--- Supplied information Enclosed Below ---
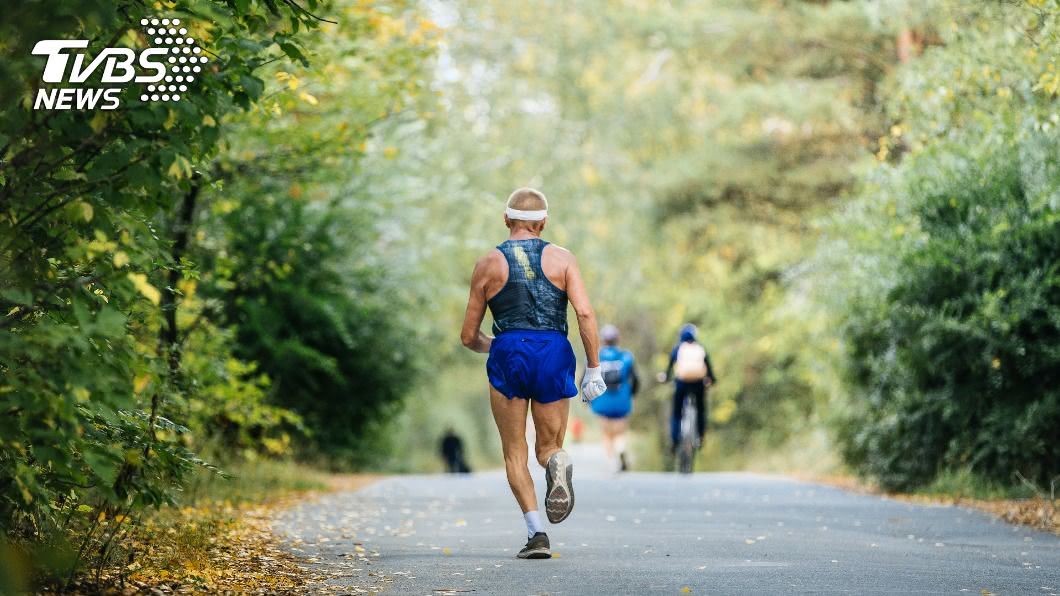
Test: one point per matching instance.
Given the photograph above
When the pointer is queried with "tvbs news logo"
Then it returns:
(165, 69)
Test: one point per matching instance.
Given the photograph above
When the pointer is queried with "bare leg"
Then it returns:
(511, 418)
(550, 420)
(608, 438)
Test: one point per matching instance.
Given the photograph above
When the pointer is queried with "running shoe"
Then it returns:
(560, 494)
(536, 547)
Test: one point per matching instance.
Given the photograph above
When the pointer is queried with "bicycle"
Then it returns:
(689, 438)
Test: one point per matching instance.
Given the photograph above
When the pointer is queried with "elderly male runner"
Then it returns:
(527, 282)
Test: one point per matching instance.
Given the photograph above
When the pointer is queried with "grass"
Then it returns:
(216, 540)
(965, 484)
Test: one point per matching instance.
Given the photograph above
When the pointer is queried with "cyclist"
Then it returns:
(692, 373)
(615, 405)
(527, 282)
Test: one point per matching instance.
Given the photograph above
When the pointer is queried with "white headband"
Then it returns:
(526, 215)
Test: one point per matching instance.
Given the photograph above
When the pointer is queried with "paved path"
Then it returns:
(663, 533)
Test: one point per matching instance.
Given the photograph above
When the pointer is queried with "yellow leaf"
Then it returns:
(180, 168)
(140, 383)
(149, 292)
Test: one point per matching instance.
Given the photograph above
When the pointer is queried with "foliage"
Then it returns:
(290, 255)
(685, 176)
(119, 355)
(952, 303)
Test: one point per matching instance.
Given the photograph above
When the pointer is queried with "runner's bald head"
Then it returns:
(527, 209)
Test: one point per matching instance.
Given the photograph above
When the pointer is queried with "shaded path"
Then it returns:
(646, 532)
--- End of Enclosed Supplied information ---
--- Supplied information Enclosed Below ---
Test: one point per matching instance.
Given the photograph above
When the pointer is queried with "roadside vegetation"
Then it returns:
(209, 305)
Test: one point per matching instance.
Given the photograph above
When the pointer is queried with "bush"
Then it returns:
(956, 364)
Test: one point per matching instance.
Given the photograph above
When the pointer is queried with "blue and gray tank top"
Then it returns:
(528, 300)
--- End of Enclosed Supplied information ---
--- Supplied information Enclosed Below ---
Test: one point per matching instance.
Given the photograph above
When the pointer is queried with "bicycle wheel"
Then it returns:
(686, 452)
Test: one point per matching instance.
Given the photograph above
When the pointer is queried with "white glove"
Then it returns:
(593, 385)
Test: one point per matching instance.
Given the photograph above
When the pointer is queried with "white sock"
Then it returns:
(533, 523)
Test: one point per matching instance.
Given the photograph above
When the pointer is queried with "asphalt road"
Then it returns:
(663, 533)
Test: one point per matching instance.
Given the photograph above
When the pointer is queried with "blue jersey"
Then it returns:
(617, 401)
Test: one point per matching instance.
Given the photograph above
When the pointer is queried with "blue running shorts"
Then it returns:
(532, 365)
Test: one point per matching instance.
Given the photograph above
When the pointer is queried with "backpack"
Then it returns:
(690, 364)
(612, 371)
--- End of Enclosed Supplied information ---
About this exercise -
Copy out each line of the data that holds the string "bicycle".

Output of the exercise -
When the pointer is queried with "bicycle"
When the pointer is queried with "bicycle wheel"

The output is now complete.